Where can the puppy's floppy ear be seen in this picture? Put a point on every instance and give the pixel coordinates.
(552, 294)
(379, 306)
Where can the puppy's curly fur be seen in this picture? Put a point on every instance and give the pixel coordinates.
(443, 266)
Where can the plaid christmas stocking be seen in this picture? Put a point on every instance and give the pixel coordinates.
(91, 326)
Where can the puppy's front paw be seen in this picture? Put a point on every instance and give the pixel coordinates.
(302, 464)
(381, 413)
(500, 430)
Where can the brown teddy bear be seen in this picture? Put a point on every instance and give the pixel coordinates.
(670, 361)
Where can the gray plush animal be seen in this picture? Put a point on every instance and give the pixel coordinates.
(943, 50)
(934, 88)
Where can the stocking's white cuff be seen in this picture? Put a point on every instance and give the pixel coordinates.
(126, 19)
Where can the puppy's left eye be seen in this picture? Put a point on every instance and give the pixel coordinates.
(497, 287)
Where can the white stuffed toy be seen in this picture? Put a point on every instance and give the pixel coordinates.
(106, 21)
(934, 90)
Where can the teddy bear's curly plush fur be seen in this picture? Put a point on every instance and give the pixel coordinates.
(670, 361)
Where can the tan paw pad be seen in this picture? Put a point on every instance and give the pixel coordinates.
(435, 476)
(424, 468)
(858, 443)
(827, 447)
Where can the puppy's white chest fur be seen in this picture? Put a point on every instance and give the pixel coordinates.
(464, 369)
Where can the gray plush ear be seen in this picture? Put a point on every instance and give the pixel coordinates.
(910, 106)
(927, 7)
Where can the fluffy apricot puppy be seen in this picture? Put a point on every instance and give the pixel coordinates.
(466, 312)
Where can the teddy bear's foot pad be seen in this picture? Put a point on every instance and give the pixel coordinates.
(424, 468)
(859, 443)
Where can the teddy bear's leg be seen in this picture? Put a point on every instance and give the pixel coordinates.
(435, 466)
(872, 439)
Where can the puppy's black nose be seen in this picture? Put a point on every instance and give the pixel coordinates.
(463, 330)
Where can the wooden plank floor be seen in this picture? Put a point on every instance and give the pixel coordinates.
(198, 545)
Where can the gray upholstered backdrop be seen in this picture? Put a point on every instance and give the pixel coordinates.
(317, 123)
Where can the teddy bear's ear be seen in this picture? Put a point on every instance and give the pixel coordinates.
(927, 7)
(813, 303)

> _Stated goal_
Copy out every row above word for word, keeping each line and coordinate pair in its original order.

> _The reply_
Where can the puppy's floppy ear be seen in this picture? Put a point on every instance and give the pixel coordinates.
(552, 294)
(379, 306)
Where can the puppy's curly fur be seen in this picture? Put a point on every instance and give the pixel coordinates.
(443, 266)
Where can the plaid christmas stocking be seen in this picture? Put a point on every instance and give the pixel coordinates.
(91, 326)
Where can the puppy's front paw be seen in this picture? Put a point on every instance and give the pixel coordinates.
(302, 464)
(381, 413)
(500, 430)
Where can the brown teddy bear be seen in this picture? Put a point on every instance and give the pixel coordinates.
(670, 361)
Where can the gray plush animal be seen in this picture? Put a point on every instance and give the pixel coordinates.
(943, 50)
(934, 88)
Where can the stocking's white cuff be seen in this picture? Put a point on every instance and give the pixel coordinates.
(126, 19)
Where can the puppy's left eye be seen in this picture? Put a point on every instance and give the pixel coordinates.
(497, 287)
Where can the white stuffed toy be seen in this picture? Put a point on every instance and give the pixel coordinates.
(106, 21)
(934, 90)
Where can the teddy bear's curly plush fur be seen in this picture? Put a point on every instance and give the pixel coordinates.
(670, 361)
Where can the tan paw pad be seen in this picture? Put a point on every instance and give the pixel coordinates.
(435, 476)
(424, 468)
(858, 443)
(827, 447)
Where can the puppy's white chest fur be seen in this picture? Put a point on every instance and give the pixel coordinates.
(464, 369)
Where can the gray plush ear be seen in this picture? Put a point on every instance and give the pixel coordinates.
(910, 106)
(927, 7)
Where can the fluffy apricot puppy be seen in this picture? Put a point on every instance and give the pixel coordinates.
(466, 312)
Where can the teddy bear's foot pad be seen in this picture? Put a point on every instance and give the pixel coordinates.
(424, 468)
(859, 443)
Where can the teddy bear's leg be seen in this picture? Put a point on every instance and give the pixel coordinates.
(435, 466)
(872, 439)
Where can the puppy's black nose be seen in this picture? Put a point on every instance and give the pixel coordinates.
(463, 330)
Where can the wooden plank floor be seen in this picture? Put a point on every instance and give the pixel coordinates.
(198, 545)
Where can the gray upholstered backdrop be seen in this picture? Put a point on every instance and give the pixel coordinates.
(317, 123)
Where can the teddy bear's ear be seen in this picture? Put a point on every instance and give the pixel coordinates.
(927, 7)
(813, 303)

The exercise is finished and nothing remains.